* START Given data *

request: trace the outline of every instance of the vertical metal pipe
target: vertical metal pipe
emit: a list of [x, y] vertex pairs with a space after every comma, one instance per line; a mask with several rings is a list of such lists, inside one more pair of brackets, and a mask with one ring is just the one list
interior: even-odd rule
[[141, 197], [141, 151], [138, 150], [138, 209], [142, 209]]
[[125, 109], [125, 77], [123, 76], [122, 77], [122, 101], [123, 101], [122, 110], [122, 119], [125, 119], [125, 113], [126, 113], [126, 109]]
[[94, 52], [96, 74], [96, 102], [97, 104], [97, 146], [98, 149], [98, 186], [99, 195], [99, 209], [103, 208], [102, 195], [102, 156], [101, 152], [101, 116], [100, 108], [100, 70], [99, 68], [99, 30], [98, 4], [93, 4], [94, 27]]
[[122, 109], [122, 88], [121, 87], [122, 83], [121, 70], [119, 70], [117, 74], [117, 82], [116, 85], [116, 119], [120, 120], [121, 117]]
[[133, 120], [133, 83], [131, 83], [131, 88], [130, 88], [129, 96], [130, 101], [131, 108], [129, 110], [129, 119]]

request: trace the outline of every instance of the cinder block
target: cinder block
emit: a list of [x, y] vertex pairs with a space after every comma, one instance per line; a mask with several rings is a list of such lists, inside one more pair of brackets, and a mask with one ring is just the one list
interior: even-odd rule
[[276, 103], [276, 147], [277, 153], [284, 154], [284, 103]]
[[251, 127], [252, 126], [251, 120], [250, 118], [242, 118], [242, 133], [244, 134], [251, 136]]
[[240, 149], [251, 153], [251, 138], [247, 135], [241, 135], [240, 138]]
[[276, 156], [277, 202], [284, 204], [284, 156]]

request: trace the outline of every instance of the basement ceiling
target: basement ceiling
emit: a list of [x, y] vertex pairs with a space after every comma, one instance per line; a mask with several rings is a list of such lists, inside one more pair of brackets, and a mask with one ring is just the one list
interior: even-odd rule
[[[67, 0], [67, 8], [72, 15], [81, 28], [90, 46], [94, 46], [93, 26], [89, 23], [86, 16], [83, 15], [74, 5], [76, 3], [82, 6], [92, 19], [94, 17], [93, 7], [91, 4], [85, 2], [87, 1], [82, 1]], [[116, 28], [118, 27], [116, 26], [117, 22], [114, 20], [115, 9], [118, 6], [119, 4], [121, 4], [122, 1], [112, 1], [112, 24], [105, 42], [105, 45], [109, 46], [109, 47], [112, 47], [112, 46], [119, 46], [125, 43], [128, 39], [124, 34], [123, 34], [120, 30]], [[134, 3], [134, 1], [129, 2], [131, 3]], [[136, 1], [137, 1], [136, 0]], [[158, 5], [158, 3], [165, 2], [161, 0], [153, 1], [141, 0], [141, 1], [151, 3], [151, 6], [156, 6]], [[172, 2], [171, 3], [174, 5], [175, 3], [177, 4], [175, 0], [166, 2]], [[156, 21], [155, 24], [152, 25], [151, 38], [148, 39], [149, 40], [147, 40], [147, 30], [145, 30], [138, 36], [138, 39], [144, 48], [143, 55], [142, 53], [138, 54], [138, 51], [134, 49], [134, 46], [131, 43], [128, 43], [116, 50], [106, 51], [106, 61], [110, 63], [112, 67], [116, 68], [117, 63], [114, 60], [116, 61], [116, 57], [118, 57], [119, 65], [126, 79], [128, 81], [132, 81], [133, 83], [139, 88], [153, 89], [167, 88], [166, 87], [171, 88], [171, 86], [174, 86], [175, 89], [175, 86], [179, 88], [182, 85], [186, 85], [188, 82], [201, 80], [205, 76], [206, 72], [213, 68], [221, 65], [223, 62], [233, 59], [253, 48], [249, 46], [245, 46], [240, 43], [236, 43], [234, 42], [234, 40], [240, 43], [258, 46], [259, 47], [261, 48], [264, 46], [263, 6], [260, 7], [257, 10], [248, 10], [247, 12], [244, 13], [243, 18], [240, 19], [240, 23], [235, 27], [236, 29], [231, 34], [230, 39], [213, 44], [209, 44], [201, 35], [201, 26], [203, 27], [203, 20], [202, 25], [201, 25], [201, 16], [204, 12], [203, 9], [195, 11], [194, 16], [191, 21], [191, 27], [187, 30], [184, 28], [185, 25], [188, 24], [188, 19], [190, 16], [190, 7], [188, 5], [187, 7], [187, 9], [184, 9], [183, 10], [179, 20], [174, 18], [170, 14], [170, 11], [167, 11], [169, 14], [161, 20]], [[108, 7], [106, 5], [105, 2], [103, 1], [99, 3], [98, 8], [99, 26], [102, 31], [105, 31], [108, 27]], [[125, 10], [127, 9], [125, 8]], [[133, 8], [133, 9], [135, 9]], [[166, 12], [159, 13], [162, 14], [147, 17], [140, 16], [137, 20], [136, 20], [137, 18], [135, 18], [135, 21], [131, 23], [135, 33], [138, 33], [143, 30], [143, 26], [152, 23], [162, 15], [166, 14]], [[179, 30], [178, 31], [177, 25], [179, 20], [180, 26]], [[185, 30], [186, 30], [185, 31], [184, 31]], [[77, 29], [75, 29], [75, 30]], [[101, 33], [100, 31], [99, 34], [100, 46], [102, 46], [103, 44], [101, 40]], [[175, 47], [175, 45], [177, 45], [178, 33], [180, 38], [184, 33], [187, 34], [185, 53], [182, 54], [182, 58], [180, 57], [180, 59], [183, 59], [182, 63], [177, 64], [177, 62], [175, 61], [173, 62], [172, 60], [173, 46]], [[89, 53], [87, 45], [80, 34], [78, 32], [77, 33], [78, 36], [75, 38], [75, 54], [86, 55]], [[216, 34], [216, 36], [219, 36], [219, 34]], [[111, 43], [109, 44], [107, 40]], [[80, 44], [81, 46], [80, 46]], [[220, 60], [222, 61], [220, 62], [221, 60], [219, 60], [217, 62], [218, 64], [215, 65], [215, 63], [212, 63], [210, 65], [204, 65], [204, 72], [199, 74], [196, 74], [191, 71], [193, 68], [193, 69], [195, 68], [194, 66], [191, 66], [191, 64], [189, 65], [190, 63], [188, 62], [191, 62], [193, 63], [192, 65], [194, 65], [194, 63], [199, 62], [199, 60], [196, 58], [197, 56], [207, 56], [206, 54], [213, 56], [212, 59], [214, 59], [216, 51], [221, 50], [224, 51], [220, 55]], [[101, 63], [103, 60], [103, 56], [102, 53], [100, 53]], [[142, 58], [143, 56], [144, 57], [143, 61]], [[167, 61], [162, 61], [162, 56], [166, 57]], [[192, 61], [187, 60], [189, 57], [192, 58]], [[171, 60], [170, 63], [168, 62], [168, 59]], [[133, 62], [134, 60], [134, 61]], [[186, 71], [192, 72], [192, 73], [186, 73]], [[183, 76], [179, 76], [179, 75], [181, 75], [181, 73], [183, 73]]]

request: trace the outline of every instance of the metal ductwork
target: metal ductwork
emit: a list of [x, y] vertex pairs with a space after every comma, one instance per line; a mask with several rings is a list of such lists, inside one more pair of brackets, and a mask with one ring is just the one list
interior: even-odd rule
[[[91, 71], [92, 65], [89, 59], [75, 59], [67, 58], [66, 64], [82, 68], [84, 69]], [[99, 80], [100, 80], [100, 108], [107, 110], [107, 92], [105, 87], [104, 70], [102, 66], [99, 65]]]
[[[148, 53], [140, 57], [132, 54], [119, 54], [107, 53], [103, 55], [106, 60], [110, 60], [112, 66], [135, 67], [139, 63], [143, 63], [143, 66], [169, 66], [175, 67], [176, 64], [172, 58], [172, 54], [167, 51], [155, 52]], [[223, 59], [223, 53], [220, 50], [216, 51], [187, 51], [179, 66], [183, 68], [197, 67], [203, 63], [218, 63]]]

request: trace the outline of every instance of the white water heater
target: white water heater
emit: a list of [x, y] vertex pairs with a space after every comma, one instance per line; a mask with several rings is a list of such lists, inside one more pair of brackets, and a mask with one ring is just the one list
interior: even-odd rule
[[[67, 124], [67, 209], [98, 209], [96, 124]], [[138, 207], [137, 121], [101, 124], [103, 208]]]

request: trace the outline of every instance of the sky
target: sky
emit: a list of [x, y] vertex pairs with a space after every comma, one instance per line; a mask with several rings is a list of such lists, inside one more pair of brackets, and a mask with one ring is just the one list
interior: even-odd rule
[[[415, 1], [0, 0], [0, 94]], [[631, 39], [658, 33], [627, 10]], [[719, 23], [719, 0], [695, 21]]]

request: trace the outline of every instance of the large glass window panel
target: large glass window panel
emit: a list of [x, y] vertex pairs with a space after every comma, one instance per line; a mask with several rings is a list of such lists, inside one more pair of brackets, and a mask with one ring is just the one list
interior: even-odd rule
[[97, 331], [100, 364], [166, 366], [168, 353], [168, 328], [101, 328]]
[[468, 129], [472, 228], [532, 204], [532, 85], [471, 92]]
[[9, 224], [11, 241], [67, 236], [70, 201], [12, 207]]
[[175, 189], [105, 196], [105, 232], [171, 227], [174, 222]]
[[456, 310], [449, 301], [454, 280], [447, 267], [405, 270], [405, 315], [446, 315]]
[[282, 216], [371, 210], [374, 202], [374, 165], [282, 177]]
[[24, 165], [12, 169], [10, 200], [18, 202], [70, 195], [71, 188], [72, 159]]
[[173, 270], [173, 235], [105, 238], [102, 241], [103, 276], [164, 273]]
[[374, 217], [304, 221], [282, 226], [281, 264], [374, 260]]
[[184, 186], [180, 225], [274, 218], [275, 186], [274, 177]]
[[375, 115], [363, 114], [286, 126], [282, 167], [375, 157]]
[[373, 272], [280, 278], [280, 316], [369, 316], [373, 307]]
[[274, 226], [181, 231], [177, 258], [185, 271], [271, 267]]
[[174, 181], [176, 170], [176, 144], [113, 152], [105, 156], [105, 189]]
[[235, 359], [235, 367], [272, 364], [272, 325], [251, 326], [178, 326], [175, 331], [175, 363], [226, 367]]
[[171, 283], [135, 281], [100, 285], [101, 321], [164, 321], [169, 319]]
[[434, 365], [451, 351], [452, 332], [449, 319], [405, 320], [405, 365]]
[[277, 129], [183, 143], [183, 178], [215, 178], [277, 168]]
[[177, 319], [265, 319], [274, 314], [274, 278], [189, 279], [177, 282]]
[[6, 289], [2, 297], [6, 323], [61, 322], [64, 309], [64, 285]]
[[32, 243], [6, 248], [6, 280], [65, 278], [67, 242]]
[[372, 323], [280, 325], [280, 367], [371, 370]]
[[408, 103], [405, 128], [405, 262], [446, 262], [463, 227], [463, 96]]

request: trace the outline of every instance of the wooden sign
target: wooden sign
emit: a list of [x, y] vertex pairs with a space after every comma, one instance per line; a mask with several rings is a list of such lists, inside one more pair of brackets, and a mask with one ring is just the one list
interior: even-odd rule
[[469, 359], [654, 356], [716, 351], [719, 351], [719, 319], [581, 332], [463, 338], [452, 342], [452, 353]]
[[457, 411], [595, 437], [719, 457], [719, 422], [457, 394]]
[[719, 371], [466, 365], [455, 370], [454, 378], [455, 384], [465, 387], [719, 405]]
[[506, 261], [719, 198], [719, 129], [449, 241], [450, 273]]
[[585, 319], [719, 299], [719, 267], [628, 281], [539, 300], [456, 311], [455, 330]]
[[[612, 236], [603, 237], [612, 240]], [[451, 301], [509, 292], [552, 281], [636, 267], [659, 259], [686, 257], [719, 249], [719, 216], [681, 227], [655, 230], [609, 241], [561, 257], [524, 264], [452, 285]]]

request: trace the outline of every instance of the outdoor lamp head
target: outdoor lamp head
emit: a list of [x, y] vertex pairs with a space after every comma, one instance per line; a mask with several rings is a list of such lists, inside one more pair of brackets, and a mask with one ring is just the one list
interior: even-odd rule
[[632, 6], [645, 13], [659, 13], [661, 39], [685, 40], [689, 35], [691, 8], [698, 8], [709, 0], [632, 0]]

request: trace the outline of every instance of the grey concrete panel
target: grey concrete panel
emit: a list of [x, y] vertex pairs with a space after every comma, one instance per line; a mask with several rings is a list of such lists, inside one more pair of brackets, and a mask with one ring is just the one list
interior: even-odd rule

* END Given data *

=== Written problem ===
Please quote exactly the lines from the one containing "request: trace the outline of every instance of the outdoor" through the last line of the records above, both included, and nothing else.

=== Solution for this exercise ===
request: trace the outline of every instance of the outdoor lamp head
target: outdoor lamp head
emit: a list of [x, y] vertex pairs with a space after every comma, one instance per line; a mask with several rings is a list of such lists, inside one more pair of brackets, and a mask with one ring is just the one list
interior: even-odd rule
[[632, 6], [645, 13], [659, 13], [661, 39], [685, 40], [689, 35], [691, 8], [698, 8], [709, 0], [632, 0]]

request: trace the outline of every instance of the grey concrete panel
target: grey concrete panel
emit: a list of [x, y] vertex pairs with a space after every comma, one instance per line; a mask with several rings is a list of such lists, inside one more pair of brackets, and a mask with one ring is just the one list
interior: even-odd rule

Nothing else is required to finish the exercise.